課題内容
以下の行のうち「wooden」という文字列を含むものを数え、その数だけを答えよ。大文字と小文字は区別する。

提供データ
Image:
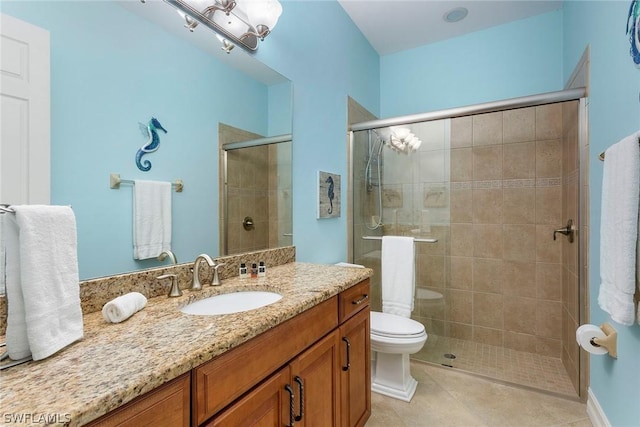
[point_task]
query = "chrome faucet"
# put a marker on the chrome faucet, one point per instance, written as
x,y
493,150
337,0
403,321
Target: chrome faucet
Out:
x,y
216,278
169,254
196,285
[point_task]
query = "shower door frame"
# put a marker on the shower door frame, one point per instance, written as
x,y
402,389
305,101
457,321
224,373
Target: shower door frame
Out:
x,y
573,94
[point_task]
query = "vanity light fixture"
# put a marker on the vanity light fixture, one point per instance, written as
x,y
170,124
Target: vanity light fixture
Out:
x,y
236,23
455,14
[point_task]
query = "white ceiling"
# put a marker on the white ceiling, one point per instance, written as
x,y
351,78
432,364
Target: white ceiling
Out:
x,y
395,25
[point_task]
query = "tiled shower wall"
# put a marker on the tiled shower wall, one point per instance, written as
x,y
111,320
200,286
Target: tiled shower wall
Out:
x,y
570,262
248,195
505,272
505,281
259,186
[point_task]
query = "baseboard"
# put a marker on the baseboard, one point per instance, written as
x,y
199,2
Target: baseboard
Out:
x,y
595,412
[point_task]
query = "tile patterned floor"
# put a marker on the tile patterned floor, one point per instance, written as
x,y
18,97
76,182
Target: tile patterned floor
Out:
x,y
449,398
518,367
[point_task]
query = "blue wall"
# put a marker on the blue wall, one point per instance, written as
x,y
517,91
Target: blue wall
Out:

...

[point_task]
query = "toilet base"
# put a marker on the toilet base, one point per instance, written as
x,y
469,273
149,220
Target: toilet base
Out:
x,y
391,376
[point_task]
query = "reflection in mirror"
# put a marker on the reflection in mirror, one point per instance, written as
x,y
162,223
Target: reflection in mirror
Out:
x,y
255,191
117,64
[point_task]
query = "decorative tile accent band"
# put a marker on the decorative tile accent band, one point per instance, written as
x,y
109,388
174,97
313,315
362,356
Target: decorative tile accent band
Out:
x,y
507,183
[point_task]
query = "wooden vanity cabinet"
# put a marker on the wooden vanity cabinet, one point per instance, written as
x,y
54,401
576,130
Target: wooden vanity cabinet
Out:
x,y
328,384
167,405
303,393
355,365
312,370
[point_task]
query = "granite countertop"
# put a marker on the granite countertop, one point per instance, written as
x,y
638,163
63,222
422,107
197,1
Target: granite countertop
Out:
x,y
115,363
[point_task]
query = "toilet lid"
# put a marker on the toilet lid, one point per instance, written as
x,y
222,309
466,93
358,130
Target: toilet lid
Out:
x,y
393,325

---

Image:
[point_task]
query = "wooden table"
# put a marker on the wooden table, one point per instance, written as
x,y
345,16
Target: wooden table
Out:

解答
6